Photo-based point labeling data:
#####

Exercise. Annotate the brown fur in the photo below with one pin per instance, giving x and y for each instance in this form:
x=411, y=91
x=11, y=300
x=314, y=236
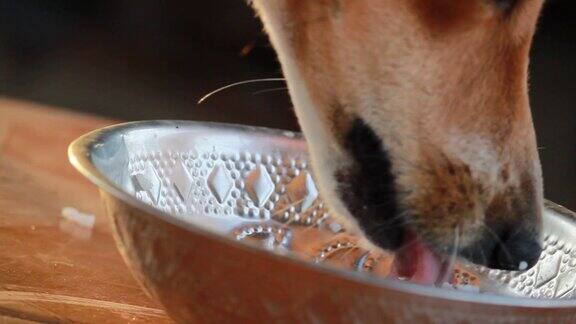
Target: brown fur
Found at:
x=443, y=83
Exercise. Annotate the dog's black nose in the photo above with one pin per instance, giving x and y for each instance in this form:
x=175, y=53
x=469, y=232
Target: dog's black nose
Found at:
x=520, y=250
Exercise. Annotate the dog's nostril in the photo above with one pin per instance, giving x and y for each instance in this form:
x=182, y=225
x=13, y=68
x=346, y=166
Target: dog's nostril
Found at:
x=517, y=252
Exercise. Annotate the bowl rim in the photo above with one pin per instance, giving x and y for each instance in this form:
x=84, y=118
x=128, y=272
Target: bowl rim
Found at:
x=79, y=156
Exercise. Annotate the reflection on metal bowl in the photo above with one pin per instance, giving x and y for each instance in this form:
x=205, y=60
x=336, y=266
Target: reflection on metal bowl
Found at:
x=223, y=222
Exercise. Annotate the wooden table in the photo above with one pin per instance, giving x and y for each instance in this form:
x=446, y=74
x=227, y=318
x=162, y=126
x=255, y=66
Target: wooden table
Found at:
x=52, y=269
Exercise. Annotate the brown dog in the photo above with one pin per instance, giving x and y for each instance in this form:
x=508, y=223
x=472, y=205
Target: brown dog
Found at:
x=417, y=117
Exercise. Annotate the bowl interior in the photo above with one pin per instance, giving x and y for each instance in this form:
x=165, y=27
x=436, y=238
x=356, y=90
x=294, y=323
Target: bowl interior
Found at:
x=255, y=185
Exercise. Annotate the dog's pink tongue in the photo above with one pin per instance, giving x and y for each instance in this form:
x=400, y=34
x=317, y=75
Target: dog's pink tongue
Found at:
x=417, y=263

#####

Written instruction: Convert the lines starting at the one containing "Exercise. Annotate the reflection" and ending with the last line of the items into a Markdown table with the columns Row and Line. Number each line in the Row column and leave out any blank lines.

Correct result:
| Row | Line |
|---|---|
| 1 | Exercise. Annotate the reflection on metal bowl in the photo above with one pin per instance, giving x and y for each instance in this form: |
| 2 | x=205, y=60 |
| 3 | x=336, y=266 |
| 4 | Target: reflection on metal bowl |
| 5 | Found at: |
| 6 | x=223, y=222 |
| 7 | Exercise. Annotate the wooden table in the photo above with one pin per instance, giving x and y for each instance in this form: |
| 8 | x=446, y=74 |
| 9 | x=227, y=318 |
| 10 | x=162, y=126 |
| 11 | x=255, y=66 |
| 12 | Target: wooden table |
| 13 | Found at: |
| 14 | x=52, y=269 |
| 15 | Exercise. Annotate the brown dog in the photo above with one pin per instance, giving x and y for each instance in this form: |
| 16 | x=508, y=223 |
| 17 | x=472, y=205 |
| 18 | Target: brown dog |
| 19 | Found at: |
| 20 | x=417, y=117 |
| 21 | Exercise. Annotate the bowl interior in the photo above with one pin per instance, giving x and y for each instance in this form: |
| 22 | x=165, y=27 |
| 23 | x=436, y=238 |
| 24 | x=356, y=90 |
| 25 | x=294, y=323 |
| 26 | Target: bowl interior |
| 27 | Found at: |
| 28 | x=255, y=185 |
| 29 | Exercise. Annotate the dog's pink tongue in the photo above with one pin per instance, giving x and y for each instance in this form: |
| 30 | x=400, y=34 |
| 31 | x=317, y=75 |
| 32 | Target: dog's pink tongue |
| 33 | Found at: |
| 34 | x=417, y=263 |